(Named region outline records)
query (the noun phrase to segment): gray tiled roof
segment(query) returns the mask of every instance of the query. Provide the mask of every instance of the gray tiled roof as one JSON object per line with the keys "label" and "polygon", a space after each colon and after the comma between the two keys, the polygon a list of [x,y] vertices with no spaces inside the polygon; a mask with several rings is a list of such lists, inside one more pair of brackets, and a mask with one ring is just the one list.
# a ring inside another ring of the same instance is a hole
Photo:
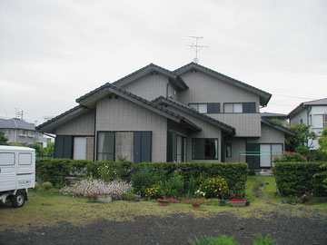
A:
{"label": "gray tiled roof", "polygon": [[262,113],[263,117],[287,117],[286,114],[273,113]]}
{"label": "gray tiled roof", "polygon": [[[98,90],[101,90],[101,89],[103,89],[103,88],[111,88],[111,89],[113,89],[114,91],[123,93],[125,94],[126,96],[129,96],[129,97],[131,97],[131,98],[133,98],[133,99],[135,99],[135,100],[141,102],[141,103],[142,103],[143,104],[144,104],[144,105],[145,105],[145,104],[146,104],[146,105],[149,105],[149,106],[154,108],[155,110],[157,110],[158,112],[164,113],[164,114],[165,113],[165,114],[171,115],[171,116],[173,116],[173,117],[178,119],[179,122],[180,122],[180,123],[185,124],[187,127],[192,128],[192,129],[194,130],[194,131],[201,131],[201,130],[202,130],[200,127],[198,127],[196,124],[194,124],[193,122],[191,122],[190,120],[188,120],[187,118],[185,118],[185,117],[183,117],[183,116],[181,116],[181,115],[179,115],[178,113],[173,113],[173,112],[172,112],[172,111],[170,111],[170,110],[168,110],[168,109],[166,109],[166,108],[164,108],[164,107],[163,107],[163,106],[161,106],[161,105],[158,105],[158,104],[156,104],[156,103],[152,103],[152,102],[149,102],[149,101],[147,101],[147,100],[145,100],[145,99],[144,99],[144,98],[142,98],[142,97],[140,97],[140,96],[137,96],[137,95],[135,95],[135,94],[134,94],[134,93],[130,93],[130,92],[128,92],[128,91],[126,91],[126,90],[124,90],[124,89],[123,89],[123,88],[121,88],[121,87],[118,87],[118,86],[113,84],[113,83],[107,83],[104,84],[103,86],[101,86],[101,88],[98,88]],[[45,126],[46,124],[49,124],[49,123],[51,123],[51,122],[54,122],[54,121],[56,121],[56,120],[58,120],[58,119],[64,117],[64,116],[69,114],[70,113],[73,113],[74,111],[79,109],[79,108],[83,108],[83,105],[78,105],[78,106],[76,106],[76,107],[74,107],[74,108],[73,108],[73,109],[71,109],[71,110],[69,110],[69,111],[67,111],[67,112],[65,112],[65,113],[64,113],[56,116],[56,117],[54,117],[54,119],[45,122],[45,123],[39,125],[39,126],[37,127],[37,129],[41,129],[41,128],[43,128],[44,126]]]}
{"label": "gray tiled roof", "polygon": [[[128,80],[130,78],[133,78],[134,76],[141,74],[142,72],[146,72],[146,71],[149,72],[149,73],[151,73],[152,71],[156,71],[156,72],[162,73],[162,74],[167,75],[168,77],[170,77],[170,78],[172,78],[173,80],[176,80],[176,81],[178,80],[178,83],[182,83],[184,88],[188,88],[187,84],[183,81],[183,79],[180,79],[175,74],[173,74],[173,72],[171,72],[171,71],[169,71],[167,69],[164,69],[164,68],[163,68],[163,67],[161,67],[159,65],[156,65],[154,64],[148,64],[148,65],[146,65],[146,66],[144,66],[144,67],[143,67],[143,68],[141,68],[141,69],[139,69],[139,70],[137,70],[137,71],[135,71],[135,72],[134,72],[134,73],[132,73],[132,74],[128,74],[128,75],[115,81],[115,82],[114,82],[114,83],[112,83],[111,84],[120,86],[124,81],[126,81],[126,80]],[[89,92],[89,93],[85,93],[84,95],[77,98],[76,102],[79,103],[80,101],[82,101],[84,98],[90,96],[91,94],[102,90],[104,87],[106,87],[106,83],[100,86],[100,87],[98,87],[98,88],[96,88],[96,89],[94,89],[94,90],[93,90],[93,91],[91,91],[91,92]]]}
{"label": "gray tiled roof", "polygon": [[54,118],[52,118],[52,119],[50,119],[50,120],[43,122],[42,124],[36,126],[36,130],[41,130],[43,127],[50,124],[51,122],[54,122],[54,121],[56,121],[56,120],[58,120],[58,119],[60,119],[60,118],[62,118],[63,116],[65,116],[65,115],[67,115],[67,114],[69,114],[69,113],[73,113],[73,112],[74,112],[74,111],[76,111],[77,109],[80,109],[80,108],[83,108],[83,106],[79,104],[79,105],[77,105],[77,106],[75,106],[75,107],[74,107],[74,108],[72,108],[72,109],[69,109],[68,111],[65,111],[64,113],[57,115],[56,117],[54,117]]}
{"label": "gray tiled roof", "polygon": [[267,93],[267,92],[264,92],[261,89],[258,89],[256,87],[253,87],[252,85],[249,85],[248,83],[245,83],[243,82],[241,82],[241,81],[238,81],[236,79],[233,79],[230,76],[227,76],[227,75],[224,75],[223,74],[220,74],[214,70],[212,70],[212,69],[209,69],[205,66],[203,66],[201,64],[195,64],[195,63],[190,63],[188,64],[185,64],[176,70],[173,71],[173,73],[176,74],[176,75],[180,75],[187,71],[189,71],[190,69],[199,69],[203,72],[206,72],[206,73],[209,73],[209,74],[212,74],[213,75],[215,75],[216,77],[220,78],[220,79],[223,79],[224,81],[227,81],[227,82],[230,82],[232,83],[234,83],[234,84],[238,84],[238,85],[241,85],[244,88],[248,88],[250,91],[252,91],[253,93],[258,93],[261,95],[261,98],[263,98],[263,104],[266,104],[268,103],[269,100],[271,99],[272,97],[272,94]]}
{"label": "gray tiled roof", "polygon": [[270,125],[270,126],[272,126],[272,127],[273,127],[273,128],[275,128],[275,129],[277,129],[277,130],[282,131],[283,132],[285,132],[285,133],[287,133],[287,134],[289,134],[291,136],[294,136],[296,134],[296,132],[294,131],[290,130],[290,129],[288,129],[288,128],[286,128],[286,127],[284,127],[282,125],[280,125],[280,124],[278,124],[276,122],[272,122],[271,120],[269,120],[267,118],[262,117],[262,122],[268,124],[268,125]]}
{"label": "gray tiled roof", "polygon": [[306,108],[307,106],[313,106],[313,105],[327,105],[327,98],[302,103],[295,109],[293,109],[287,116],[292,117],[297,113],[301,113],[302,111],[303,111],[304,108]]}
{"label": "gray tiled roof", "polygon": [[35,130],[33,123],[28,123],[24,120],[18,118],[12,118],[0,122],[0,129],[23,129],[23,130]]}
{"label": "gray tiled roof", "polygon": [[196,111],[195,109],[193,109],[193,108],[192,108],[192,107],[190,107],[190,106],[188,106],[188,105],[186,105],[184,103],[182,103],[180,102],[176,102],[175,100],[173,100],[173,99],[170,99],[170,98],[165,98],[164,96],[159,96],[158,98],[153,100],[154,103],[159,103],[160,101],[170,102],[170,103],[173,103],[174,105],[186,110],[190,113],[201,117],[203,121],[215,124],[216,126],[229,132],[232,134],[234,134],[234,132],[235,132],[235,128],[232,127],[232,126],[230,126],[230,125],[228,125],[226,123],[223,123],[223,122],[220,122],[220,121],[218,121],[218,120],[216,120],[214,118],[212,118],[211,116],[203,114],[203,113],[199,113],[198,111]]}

TASK STATEMENT: Without the pictures, write out every entry precisely as it appears.

THE REPLY:
query (the noun phrase to segment): gray tiled roof
segment(query) returns the mask of every instance of the query. Provide the mask of every instance of the gray tiled roof as one JSON object per line with the keys "label" and "polygon", a space after each colon and after the comma between the two keys, the polygon a list of [x,y] vertices with no spaces inside the polygon; a mask with several rings is a list of such lists, inside one more pair of brackets, and a mask with one ring is just the one list.
# a ring inside another ring of the same instance is a hole
Photo:
A:
{"label": "gray tiled roof", "polygon": [[262,113],[263,117],[287,117],[286,114],[273,113]]}
{"label": "gray tiled roof", "polygon": [[[98,90],[101,90],[101,89],[103,89],[103,88],[111,88],[111,89],[113,89],[114,91],[123,93],[125,94],[126,96],[129,96],[129,97],[131,97],[131,98],[133,98],[133,99],[135,99],[135,100],[141,102],[141,103],[142,103],[143,104],[144,104],[144,105],[145,105],[145,104],[146,104],[146,105],[149,105],[149,106],[154,108],[155,110],[157,110],[158,112],[164,113],[164,114],[165,113],[165,114],[171,115],[171,116],[173,116],[173,117],[178,119],[179,122],[180,122],[180,123],[185,124],[187,127],[192,128],[192,129],[194,130],[194,131],[201,131],[201,130],[202,130],[200,127],[198,127],[196,124],[194,124],[193,122],[191,122],[190,120],[188,120],[187,118],[185,118],[185,117],[183,117],[183,116],[181,116],[181,115],[179,115],[178,113],[173,113],[173,112],[172,112],[172,111],[170,111],[170,110],[168,110],[168,109],[166,109],[166,108],[164,108],[164,107],[163,107],[163,106],[161,106],[161,105],[158,105],[158,104],[156,104],[156,103],[152,103],[152,102],[149,102],[149,101],[147,101],[147,100],[145,100],[145,99],[144,99],[144,98],[142,98],[142,97],[140,97],[140,96],[137,96],[137,95],[135,95],[135,94],[134,94],[134,93],[130,93],[130,92],[128,92],[128,91],[126,91],[126,90],[124,90],[124,89],[123,89],[123,88],[121,88],[121,87],[118,87],[118,86],[113,84],[113,83],[107,83],[104,84],[103,86],[101,86],[101,88],[98,88]],[[45,126],[46,124],[49,124],[49,123],[51,123],[51,122],[54,122],[54,121],[56,121],[56,120],[58,120],[58,119],[64,117],[64,116],[69,114],[70,113],[73,113],[74,111],[79,109],[79,108],[83,108],[83,105],[78,105],[78,106],[76,106],[76,107],[74,107],[74,108],[73,108],[73,109],[71,109],[71,110],[69,110],[69,111],[67,111],[67,112],[65,112],[65,113],[64,113],[56,116],[56,117],[54,117],[54,119],[45,122],[45,123],[39,125],[39,126],[37,127],[37,129],[41,129],[41,128],[43,128],[44,126]]]}
{"label": "gray tiled roof", "polygon": [[[128,80],[130,78],[133,78],[134,76],[141,74],[142,72],[146,72],[146,71],[149,72],[149,73],[151,73],[152,71],[156,71],[156,72],[162,73],[162,74],[167,75],[168,77],[170,77],[170,78],[172,78],[173,80],[176,80],[176,81],[178,80],[178,83],[182,83],[184,88],[188,88],[187,84],[183,81],[183,79],[180,79],[175,74],[173,74],[173,72],[171,72],[171,71],[169,71],[167,69],[164,69],[164,68],[163,68],[163,67],[161,67],[159,65],[156,65],[154,64],[148,64],[148,65],[146,65],[146,66],[144,66],[144,67],[143,67],[143,68],[141,68],[141,69],[139,69],[139,70],[137,70],[137,71],[135,71],[135,72],[134,72],[134,73],[132,73],[132,74],[128,74],[128,75],[115,81],[115,82],[114,82],[114,83],[112,83],[111,84],[120,86],[124,81],[126,81],[126,80]],[[89,92],[89,93],[85,93],[84,95],[77,98],[76,102],[79,103],[80,101],[82,101],[84,98],[90,96],[91,94],[102,90],[104,87],[106,87],[106,83],[100,86],[100,87],[98,87],[98,88],[96,88],[96,89],[94,89],[94,90],[93,90],[93,91],[91,91],[91,92]]]}
{"label": "gray tiled roof", "polygon": [[54,118],[52,118],[52,119],[50,119],[50,120],[43,122],[42,124],[36,126],[36,130],[41,130],[43,127],[50,124],[51,122],[54,122],[54,121],[56,121],[56,120],[58,120],[58,119],[60,119],[60,118],[62,118],[63,116],[65,116],[65,115],[67,115],[67,114],[69,114],[69,113],[73,113],[73,112],[74,112],[74,111],[76,111],[77,109],[80,109],[80,108],[83,108],[83,106],[79,104],[79,105],[77,105],[77,106],[75,106],[75,107],[74,107],[74,108],[72,108],[72,109],[69,109],[68,111],[65,111],[64,113],[57,115],[56,117],[54,117]]}
{"label": "gray tiled roof", "polygon": [[267,93],[267,92],[264,92],[261,89],[258,89],[256,87],[253,87],[252,85],[249,85],[248,83],[245,83],[243,82],[241,82],[241,81],[238,81],[236,79],[233,79],[230,76],[227,76],[227,75],[224,75],[223,74],[220,74],[214,70],[212,70],[212,69],[209,69],[205,66],[203,66],[201,64],[195,64],[195,63],[190,63],[188,64],[185,64],[176,70],[173,71],[173,73],[176,74],[176,75],[180,75],[187,71],[189,71],[190,69],[199,69],[203,72],[206,72],[206,73],[209,73],[209,74],[212,74],[213,75],[215,75],[216,77],[220,78],[220,79],[223,79],[224,81],[227,81],[227,82],[230,82],[232,83],[234,83],[234,84],[238,84],[238,85],[241,85],[244,88],[248,88],[250,91],[252,91],[253,93],[258,93],[261,95],[261,98],[263,98],[263,104],[266,104],[268,103],[269,100],[271,99],[272,97],[272,94]]}
{"label": "gray tiled roof", "polygon": [[270,125],[270,126],[272,126],[272,127],[273,127],[273,128],[275,128],[275,129],[277,129],[277,130],[282,131],[283,132],[285,132],[285,133],[287,133],[287,134],[289,134],[291,136],[294,136],[296,134],[296,132],[294,131],[290,130],[290,129],[288,129],[288,128],[286,128],[286,127],[284,127],[282,125],[280,125],[280,124],[278,124],[276,122],[272,122],[271,120],[269,120],[267,118],[262,117],[262,122],[268,124],[268,125]]}
{"label": "gray tiled roof", "polygon": [[306,108],[307,106],[313,106],[313,105],[327,105],[327,98],[302,103],[295,109],[293,109],[287,116],[292,117],[297,113],[301,113],[302,111],[303,111],[304,108]]}
{"label": "gray tiled roof", "polygon": [[35,130],[33,123],[28,123],[24,120],[18,118],[12,118],[0,122],[0,129],[23,129],[23,130]]}
{"label": "gray tiled roof", "polygon": [[196,111],[195,109],[193,109],[193,108],[192,108],[192,107],[190,107],[190,106],[188,106],[188,105],[186,105],[184,103],[182,103],[180,102],[176,102],[175,100],[173,100],[173,99],[170,99],[170,98],[165,98],[164,96],[159,96],[158,98],[153,100],[154,103],[159,103],[160,101],[170,102],[170,103],[173,103],[174,105],[186,110],[190,113],[201,117],[203,121],[215,124],[216,126],[229,132],[232,134],[234,134],[234,132],[235,132],[235,128],[232,127],[232,126],[230,126],[230,125],[228,125],[226,123],[223,123],[223,122],[220,122],[220,121],[218,121],[218,120],[216,120],[214,118],[212,118],[211,116],[203,114],[203,113],[199,113],[198,111]]}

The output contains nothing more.